**Task to complete**
Only the text of the records belongs in the answer; the pictures must be dropped.

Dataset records
BEGIN

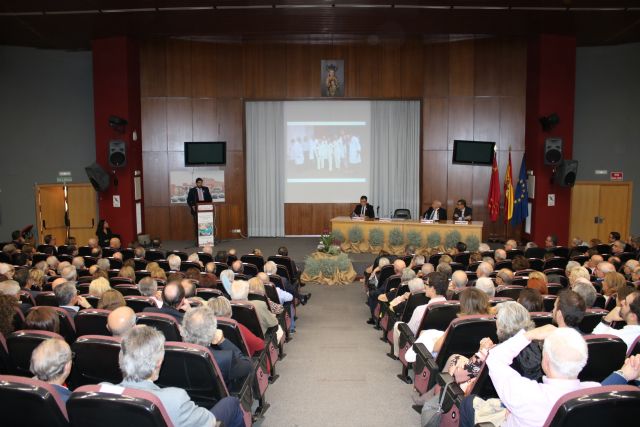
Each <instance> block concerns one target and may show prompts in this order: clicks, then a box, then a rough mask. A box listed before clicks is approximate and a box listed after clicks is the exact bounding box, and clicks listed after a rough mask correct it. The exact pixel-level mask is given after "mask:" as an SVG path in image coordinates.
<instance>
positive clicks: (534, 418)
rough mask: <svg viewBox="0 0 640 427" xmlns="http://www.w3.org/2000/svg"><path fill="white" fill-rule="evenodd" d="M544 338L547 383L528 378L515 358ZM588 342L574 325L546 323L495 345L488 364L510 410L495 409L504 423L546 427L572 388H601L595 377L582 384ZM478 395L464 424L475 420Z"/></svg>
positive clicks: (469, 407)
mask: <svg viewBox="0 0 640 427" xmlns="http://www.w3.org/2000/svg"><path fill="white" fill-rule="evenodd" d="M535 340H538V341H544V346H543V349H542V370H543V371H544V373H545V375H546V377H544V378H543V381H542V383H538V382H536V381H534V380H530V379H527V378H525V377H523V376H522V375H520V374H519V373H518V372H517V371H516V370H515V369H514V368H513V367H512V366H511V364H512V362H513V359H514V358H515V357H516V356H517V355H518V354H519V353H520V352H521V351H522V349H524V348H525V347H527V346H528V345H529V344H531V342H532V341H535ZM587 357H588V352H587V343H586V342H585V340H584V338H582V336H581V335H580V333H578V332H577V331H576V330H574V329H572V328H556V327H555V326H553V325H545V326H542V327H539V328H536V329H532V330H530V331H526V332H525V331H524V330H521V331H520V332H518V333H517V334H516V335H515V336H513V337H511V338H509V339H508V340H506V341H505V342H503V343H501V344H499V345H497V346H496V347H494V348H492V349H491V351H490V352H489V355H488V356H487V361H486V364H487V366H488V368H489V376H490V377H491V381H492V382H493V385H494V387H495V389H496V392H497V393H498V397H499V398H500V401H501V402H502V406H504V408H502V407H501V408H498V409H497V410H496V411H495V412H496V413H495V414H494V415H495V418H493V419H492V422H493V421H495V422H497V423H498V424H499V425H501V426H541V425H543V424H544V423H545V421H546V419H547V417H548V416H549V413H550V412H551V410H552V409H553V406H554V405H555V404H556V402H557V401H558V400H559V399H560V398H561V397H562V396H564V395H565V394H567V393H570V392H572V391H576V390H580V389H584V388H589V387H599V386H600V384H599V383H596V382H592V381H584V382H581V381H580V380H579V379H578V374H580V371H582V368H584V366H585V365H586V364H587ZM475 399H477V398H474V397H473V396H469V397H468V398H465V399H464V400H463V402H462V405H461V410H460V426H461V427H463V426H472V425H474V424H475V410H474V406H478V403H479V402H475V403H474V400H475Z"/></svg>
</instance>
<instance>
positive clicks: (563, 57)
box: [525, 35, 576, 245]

END

**Task response**
Each <instance> block concerns one target and may show prompts in this order: clicks, then a box, then a rough mask. A box listed before clicks is approximate and a box listed after clicks is the exact bounding box, and clicks listed after a rough mask correct it. The exact pixel-level mask is given after "mask:" as an SVG path in image coordinates.
<instance>
positive clicks: (534, 418)
rough mask: <svg viewBox="0 0 640 427" xmlns="http://www.w3.org/2000/svg"><path fill="white" fill-rule="evenodd" d="M544 338L547 383L528 378L515 358ZM588 342L574 325L546 323L495 345L488 364L510 410L495 409L504 423L546 427L572 388H601L595 377L582 384ZM478 395L464 424L475 420Z"/></svg>
positive clicks: (469, 407)
mask: <svg viewBox="0 0 640 427" xmlns="http://www.w3.org/2000/svg"><path fill="white" fill-rule="evenodd" d="M535 340H538V341H544V346H543V349H542V370H543V371H544V373H545V375H546V377H544V378H543V381H542V383H538V382H536V381H534V380H530V379H527V378H525V377H523V376H522V375H520V374H519V373H518V372H517V371H516V370H515V369H514V368H513V367H512V366H511V364H512V362H513V359H514V358H515V357H516V356H517V355H518V354H519V353H520V352H521V351H522V349H524V348H525V347H527V346H528V345H529V344H531V342H532V341H535ZM587 357H588V352H587V343H586V342H585V340H584V338H582V336H581V335H580V333H578V332H577V331H576V330H574V329H572V328H556V327H555V326H553V325H545V326H542V327H539V328H536V329H532V330H530V331H526V332H525V331H524V330H521V331H520V332H518V333H517V334H516V335H515V336H513V337H511V338H509V339H508V340H506V341H505V342H503V343H501V344H499V345H497V346H496V347H494V348H492V349H491V351H490V352H489V355H488V356H487V361H486V364H487V366H488V368H489V376H490V377H491V381H492V382H493V385H494V387H495V389H496V392H497V393H498V397H499V398H500V401H501V402H502V406H504V408H502V407H501V408H498V409H497V410H496V411H495V412H496V413H495V414H494V415H495V418H493V419H492V422H493V421H495V422H497V423H498V424H499V425H501V426H541V425H543V424H544V423H545V421H546V419H547V417H548V416H549V413H550V412H551V410H552V409H553V406H554V405H555V404H556V402H557V401H558V400H559V399H560V398H561V397H562V396H564V395H565V394H567V393H570V392H572V391H576V390H580V389H584V388H589V387H599V386H600V384H599V383H596V382H592V381H584V382H581V381H580V380H579V379H578V374H580V371H582V368H584V366H585V365H586V364H587ZM475 399H477V398H474V397H473V396H469V397H468V398H465V399H464V400H463V402H462V405H461V410H460V426H461V427H463V426H472V425H474V424H475V410H474V406H478V403H479V402H475V403H474V400H475Z"/></svg>
</instance>
<instance>
positive clicks: (563, 57)
box: [525, 35, 576, 245]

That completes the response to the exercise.